__Consignes__:
A) D'après le texte sur Indochine, quel album a marqué le retour en grâce du groupe en 2002 ?
B) Rédigez la suite du texte sur Indochine à partir de sa dernière phrase.
#### Texte
Indochine, l'éternelle jeunesse depuis quarante ans

En 2002, au moment du retour en grâce d'Indochine avec l'album Paradize après dix ans de traversée du désert, Nicola Sirkis disait qu'il avait la chance de ne pas faire son âge. Aujourd'hui, alors qu'il a dépassé les 60 ans, le chanteur annonce une tournée des stades en 2021 alors que le pays sort tout juste de trois mois de confinement inédit. Avec en prime un nouveau titre intitulé « Nos célébrations » hymne dansant très accrocheur qui confirme le grand retour des synthés et un joli gimmick à la trompette. Et même s'il arbore désormais une tignasse argentée, Nicola Sirkis ne fait toujours pas son âge. Le miracle Indochine se perpétue donc plus que jamais, encore auréolé du succès de 13, son dernier album reconnu comme l'un des meilleurs du groupe. Le plus étonnant est encore de constater la vitalité du public d'Indochine qui mélange subtilement les fans de la première heure aux hordes de post-adolescents qui adhèrent au concept gothico-pop de Nicola Sirkis. Pourtant, Indochine n'aura jamais eu les faveurs des élites rock et cela depuis sa création en 1980. Le chanteur semble désormais en avoir fait son deuil, mais le mépris constant des médias branchés a laissé quelques cicatrices et de tenaces rancunes. Mais à l'arrivée, Indochine est bien le seul rescapé des années 80, avec Étienne Daho, à offrir autre chose que du revival nostalgique. Avec une certaine tenue éthique, évitant soigneusement de se vautrer dans le people, le charity business ou les télé-crochets.

De la pop new wave de ses débuts au gothic FM du renouveau, Indochine s'est imposé comme le plus populaire groupe de rock français bravant la dépression des années 90 où le groupe originel va se désagréger avec en point d'orgue tragique le décès prématuré de Stéphane Sirkis, le jumeau de Nicola. Depuis vingt ans, Indochine s'incarne quasiment en exclusivité autour de son chanteur qui continue de développer les thèmes qui ont fait la réputation du groupe : le malaise adolescent, le trouble de l'identité sexuelle, le romantisme épicé de SM, l'éternelle jeunesse, les violences totalitaires.... Musicalement, Indochine n'a jamais été un précurseur, ni un expérimentateur, mais a aligné des tubes à la pelle dont certains sont entrés dans le patrimoine populaire. Des débuts pop synthétique au renouveau glam des années 2000 jusqu'à la synthèse pop du dernier album, on aurait même tendance à penser que la bande à Sirkis s'est singulièrement améliorée. Lui-même chante bien mieux qu'à ses débuts comme si enfin, l'outsider du rock français n'avait plus rien à prouver aux observateurs qui lui cherchent encore des noises. Sans une once d'arrogance, Indochine, sûr de son statut, s'offre donc une tournée de cinq stades en 2021 dans tout l'hexagone qui sera portée par deux albums réunissant tous les singles du groupe. Voici nos cinq chansons préférées d'Indochine.
########
#### Données fournies
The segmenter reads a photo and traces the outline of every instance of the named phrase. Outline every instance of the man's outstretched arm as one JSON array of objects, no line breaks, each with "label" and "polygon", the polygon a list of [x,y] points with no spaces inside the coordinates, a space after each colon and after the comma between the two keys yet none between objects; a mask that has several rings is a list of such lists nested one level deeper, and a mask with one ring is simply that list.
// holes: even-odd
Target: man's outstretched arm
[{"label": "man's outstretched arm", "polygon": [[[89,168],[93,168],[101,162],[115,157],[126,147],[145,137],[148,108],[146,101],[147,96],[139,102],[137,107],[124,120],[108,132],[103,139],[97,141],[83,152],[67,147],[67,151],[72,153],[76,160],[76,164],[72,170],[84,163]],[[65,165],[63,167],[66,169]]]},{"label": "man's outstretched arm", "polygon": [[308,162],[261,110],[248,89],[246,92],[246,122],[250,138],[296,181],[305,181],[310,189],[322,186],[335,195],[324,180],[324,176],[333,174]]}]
########
__Réponses__:
A) L'album Paradize.

B)
 

L'aventurier 1982

Curieux comme cette chanson traverse le temps avec un vrai bonheur. C'est le second single du groupe, mais c'est celui qui a véritablement lancé l'Indomania sur l'hexagone. A l'époque, le rock français est dominé par les hymnes lycéens de Téléphone et les slogans hard rock de Trust. Du rock à guitares en droite ligne des seventies qui va prendre un petit coup de vieux avec les synthés d'Indochine. Inspiré par les premiers tubes de Depeche Mode, Indochine offre à la France profonde son premier tube new wave. La jeunesse adore la fameuse mèche tombante de Nicola Sirkis, les rockers détestent ce quatuor de garçons-coiffeurs et les les anciens se demandent pourquoi un groupe prend pour nom celui d'une ancienne colonie de l'Empire. Les paroles sont quasiment incompréhensibles pour celui qui ne connaît rien à l'univers de Bob Morane, soit la majorité des gens de l'époque. Mais la mélodie est implacable soutenue par une boite à rythme métronomique qui donne envie de taper du pied. Un standard délicieusement eighties !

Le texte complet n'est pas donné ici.